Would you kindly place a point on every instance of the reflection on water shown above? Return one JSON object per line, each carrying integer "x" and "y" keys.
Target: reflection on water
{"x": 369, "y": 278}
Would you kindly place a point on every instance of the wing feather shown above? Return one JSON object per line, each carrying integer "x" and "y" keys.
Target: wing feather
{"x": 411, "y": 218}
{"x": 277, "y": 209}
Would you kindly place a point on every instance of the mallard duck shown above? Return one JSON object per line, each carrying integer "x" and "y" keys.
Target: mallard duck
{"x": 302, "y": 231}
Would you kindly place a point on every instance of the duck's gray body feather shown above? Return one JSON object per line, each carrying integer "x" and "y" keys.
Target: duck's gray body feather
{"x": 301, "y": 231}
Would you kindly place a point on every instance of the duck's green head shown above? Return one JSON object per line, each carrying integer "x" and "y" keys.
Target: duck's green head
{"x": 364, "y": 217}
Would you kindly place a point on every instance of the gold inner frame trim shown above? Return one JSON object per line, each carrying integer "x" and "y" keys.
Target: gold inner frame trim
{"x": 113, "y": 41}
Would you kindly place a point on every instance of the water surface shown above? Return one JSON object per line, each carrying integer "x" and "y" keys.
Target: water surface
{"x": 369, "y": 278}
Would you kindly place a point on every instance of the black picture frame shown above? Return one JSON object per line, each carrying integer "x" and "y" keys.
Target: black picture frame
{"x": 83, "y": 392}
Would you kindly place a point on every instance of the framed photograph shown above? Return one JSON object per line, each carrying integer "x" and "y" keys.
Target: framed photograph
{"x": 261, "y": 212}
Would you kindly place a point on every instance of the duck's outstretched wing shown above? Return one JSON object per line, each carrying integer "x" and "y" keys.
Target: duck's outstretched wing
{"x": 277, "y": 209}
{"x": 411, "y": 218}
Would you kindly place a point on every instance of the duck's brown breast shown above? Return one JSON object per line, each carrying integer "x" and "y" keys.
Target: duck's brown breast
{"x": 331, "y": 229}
****************
**Exercise requirements:**
Print nothing but the lines from the line with "the duck's gray" to the last line of the records above. Both of those lines count.

**Solution to this task:**
Would you kindly place a point on every instance of the duck's gray body feather shown above? Return one JSON object per line, each carrying integer "x" and "y" keys.
Target: duck's gray body feather
{"x": 301, "y": 231}
Would you kindly place a point on every instance of the duck's green head shown above? Return one JSON object per line, each carrying integer "x" and "y" keys.
Target: duck's green head
{"x": 364, "y": 217}
Would you kindly place a point on every instance of the gold inner frame trim shown above? Return one JSON object per line, each carrying integer "x" and "y" keys.
Target: gold inner frame trim
{"x": 113, "y": 41}
Would you kindly place a point on every instance of the water surface shown above? Return one JSON object per line, each carrying integer "x" and "y" keys.
Target: water surface
{"x": 369, "y": 278}
Would you kindly place a point on every instance of the black picture frame shown above? Return one JSON object per line, each carrying integer "x" and "y" keys.
Target: black picture frame
{"x": 83, "y": 392}
Would you kindly place a point on every instance of the framed photograph shown above? Return one JSON object per line, each carrying integer "x" and "y" keys.
Target: framed photograph
{"x": 261, "y": 212}
Would you kindly place a point on every instance of the duck's outstretched wing shown above? Return one JSON object per line, each carrying integer "x" and "y" keys.
Target: duck's outstretched wing
{"x": 277, "y": 209}
{"x": 411, "y": 218}
Would you kindly place a point on every instance of the duck's brown breast shown above? Return one JSON object per line, each carrying integer "x" and "y" keys.
Target: duck's brown breast
{"x": 331, "y": 229}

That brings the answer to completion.